Located downstream from unloading spool 48 is a variable flow spool 50 positioned in a corresponding bore 57. Spool land 56 provides a variable orifice with spool bore 57 for controlling the rate of flow to vehicle drive motor 20a. The pressure downstream from spool land 56 is sensed on the top of spool 50 in cavity 58 via passage 59, while the pressure upstream of land 56 is felt on the opposite end of spool 50, via restricted flow passage 60 in cavity 61. Cavity 61 will always have a pilot flow therethrough to the downstream side of spool 50 via solenoid cavity 62, passages 63 and 64. The pressure in cavity 61 is controlled by energizing solenoid 24a which causes solenoid core 65 to restrict the flow out of cavity 61. In its unenergized unrestricting position, core 65 creates no back pressure or pressure drop in the pilot flow path, therefore the pressure in cavity 61 is zero with a pressure drop across restricted passage 60. The pilot flow through cavity 61 flows to drain across a flow limiter 66 which allows a very small flow to drain.
Unloading spool 48 experiences the valve inlet pressure at its bottom end in cavity 68 via passage 70 while the opposite end of spool 48 senses the pressure downstream from spool 50 via passage 72 and cavity 69. The function of unloading spool 48 is to maintain a constant pressure drop across land 56 of spool 50 regardless of the flow rate or pressure levels. By dumping the upstream pressure in port 44 to drain in passage 46, spool 48 controls the pressure drop across land 56. With no flow across spool 50, spool 48 will unload at whatever pressure is required to move spring 52.

- GIVEN REQUEST
Set down the part of the hydraulic valve text that opens with the words "Unloading spool 48 experiences" and closes with "move spring 52.", copying it word for word.

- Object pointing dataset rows

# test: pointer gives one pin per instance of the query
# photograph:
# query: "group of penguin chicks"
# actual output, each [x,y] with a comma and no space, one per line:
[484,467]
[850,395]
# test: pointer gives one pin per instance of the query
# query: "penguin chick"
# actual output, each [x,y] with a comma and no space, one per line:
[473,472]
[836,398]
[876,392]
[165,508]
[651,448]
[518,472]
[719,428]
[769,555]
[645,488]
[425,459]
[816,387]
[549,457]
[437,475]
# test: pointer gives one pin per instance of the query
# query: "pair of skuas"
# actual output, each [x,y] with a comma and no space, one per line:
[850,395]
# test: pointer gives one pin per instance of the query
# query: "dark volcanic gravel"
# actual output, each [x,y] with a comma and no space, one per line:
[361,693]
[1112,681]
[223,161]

- ANSWER TO THE TASK
Unloading spool 48 experiences the valve inlet pressure at its bottom end in cavity 68 via passage 70 while the opposite end of spool 48 senses the pressure downstream from spool 50 via passage 72 and cavity 69. The function of unloading spool 48 is to maintain a constant pressure drop across land 56 of spool 50 regardless of the flow rate or pressure levels. By dumping the upstream pressure in port 44 to drain in passage 46, spool 48 controls the pressure drop across land 56. With no flow across spool 50, spool 48 will unload at whatever pressure is required to move spring 52.